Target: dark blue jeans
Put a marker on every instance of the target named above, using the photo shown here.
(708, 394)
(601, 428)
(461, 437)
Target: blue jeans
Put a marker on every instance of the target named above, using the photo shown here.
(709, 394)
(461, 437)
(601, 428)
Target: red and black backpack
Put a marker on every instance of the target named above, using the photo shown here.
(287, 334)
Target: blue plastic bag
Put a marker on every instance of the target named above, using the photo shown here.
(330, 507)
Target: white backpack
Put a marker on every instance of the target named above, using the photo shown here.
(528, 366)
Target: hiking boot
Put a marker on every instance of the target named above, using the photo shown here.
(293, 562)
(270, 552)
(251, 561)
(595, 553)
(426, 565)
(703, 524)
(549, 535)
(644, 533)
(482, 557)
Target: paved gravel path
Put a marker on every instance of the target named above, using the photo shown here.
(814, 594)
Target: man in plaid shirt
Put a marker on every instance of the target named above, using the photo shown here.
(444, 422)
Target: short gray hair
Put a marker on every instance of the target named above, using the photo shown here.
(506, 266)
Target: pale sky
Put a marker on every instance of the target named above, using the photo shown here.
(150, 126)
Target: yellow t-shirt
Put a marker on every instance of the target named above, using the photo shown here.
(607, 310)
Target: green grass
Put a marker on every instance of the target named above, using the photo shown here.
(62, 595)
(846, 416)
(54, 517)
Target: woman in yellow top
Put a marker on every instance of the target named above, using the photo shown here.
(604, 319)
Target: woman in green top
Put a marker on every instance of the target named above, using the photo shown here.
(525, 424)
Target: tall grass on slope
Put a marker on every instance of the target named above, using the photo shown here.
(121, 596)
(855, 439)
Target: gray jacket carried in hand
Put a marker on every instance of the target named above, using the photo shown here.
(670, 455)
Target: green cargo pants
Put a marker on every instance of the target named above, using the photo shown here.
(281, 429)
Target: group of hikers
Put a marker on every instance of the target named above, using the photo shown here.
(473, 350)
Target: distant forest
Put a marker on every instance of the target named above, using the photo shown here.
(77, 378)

============================================================

- _STATED GOAL_:
Rewrite every line of the records from the line containing "Target: white backpack" through the end of the records, inclusive, keeping each request line unchanged. Scale each point coordinate in the answers by 2.4 and round the result to a whole number, rounding halves up.

- _ANSWER TO THIS TASK_:
Target: white backpack
Put a marker on every instance of the target named above, using the photo shown here.
(1267, 878)
Target: hiking boot
Put a marker on every instance of the target named above, using the photo shown here.
(703, 1349)
(648, 1325)
(602, 1346)
(1428, 1327)
(1022, 1356)
(1687, 1258)
(1318, 1284)
(1546, 1279)
(1157, 1337)
Target: paved gravel path
Put a marker on every instance of the target named above, using the photo shown here.
(1954, 1426)
Target: man in plaid shirt
Put a marker on every instance of the target named above, using the photo shown here.
(1066, 1013)
Target: short gray hair
Put a marker on every instance of the target named above, using the photo shown here.
(1214, 638)
Target: pale sky
Put a marker on every instance of the target named above, using the photo shown here.
(360, 302)
Target: yellow t-shirt
Put a marker on every instance of the target named above, using the photo shown here.
(1457, 744)
Target: green grass
Put a marker on every instance of the target named above, using the photo shown here.
(149, 1428)
(2030, 998)
(130, 1241)
Target: woman in yellow top
Put a marker on every instance of the target named above, using the photo shown here.
(1450, 766)
Target: woman in green top
Put a marker on every instance of the target named above, using the photo shown here.
(1260, 1018)
Target: tall grass on slope
Put a marker on every instance of the target named above, using the photo shown here.
(290, 1430)
(2052, 1054)
Target: gray jacket carried in hand
Put a marker on every instance of the target named above, using the photo shown here.
(1608, 1092)
Target: green cargo pants
Put a marker on every instance of the target named above, using the photo shown here.
(674, 1030)
Target: group of hikers
Put a marker on every instance of the target named above, using the photo shown here.
(1135, 840)
Target: distant forest
Put a marker on every instance of the target named above, using the photo shown here.
(185, 907)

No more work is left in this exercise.